[SELECTED PASSAGE]:
= Beginning of Section =

Excerpt from the updated and expanded 2nd Edition of Regression Hypnotherapy by Randal Churchill
Hypnosis is a bridge to the subconscious mind. The subconscious is the seat of the emotions, imagination, memories, habits and intuition. It also regulates our autonomic body functions, is the part of the mind that dreams, and is the pathway to the superconscious. It is the very essence and core of how we experience ourselves and the world. To attain powerful and lasting results in therapy, it is essential that the methods employed reach and affect the subconscious mind. The best results in therapy always come from a hypnotic state, whether or not the state was achieved intentionally, and whether or not the therapist uses or understands hypnotic theory and semantics.
The Power of Regression
A hypnotic regression is a process in which a person in hypnosis recalls a memory or series of memories from the subconscious mind. While in hypnosis a person’s awareness is heightened and memories can become much more vivid. Also, there is easier access to the emotions, barring suggestions for detachment. And because of the heightened suggestibility that occurs as the subconscious mind is accessed, insights can have a much greater impact than they would normally have.
Major events from childhood and infancy, both positive and negative in nature, can have a tremendous impact, and expectancies that result from these experiences continue to affect us in our lives. Events in extreme cases can serve as an imprint, a powerful single-impact learning experience that greatly influences our ways of experiencing ourselves and the world. Much hypnotherapy is about de-hypnotizing ourselves from the limiting influences of significant negative experiences from the past. In many cases, a potent aspect of effective hypnotherapy can be regression to facilitate more thorough and lasting results.
An irony of regression work is that what makes a past event important is the way we frame it and manifest it in the here and now. We carry traumas from the past with us into the present and filter our experience of ourselves and the world through the lenses of those past experiences. The form of regression hypnotherapy emphasized in these volumes, including returning to an initiating sensitizing event(s) and working with Gestalt, hypnoanalysis and reeducation, sometimes has the effect of an imprint. The work can be so powerful that major changes from a session or two of regression are typically immediate and yield long-term transformation.
Regression strategies, as described and demonstrated in this series, are options highly recommended for appropriate use by hypnotherapists and by clinicians using hypnosis as an adjunct to their therapeutic specialties. The great value documented in the sessions of this Transcripts of Transformation series is not because they were exceptional in my work, as a kind of “greatest hits” collection. The majority of sessions that I have taped over the years, in the demonstration of exploratory hypnosis using regression and ideomotor methods, have been transcribed for insertion into a book. In the late 1990’s, for example, a string of 16 consecutive taped sessions are all being included in full in texts. That’s remarkable, considering there are many very effective taped sessions over the years that were not selected because the theme, presenting issue, or some elements of the therapy were too similar to another session already transcribed for inclusion.

= End of Section =

[GIVEN MATERIAL]:

= Beginning of Section =

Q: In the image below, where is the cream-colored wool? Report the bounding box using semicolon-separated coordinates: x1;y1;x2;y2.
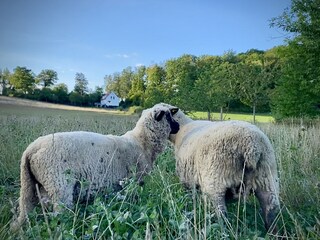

= End of Section =

[REQUIRED ACTIONS]:
**a.** List every item the excerpt on regression hypnotherapy names when it calls the subconscious "the seat of" something.
**b.** Summarize the excerpt on regression hypnotherapy in two sentences.
**c.** Using the excerpt on regression hypnotherapy, decide whether each statement agrees with the text. Answer yes or no for each, and quote the words that decide it. (i) The subconscious regulates autonomic body functions. (ii) In hypnosis, access to the emotions becomes harder. (iii) The sessions in the series were chosen as a collection of exceptional work.
The material after the excerpt is not needed here.

[EXPECTED RESULTS]:
**a.** Emotions, imagination, memories, habits, intuition.

**b.** Hypnosis is a bridge to the subconscious mind, the seat of emotions, imagination, memories, habits and intuition, and powerful, lasting results in therapy require methods that reach it. In hypnotic regression a person recalls memories from the subconscious, and since major childhood events can deeply shape how we experience ourselves and the world, regression can help free people from limiting past influences, often with immediate and long-term change.

**c.**
(i) Yes: "It also regulates our autonomic body functions"
(ii) No: "there is easier access to the emotions, barring suggestions for detachment"
(iii) No: "The great value documented in the sessions of this Transcripts of Transformation series is not because they were exceptional in my work, as a kind of “greatest hits” collection."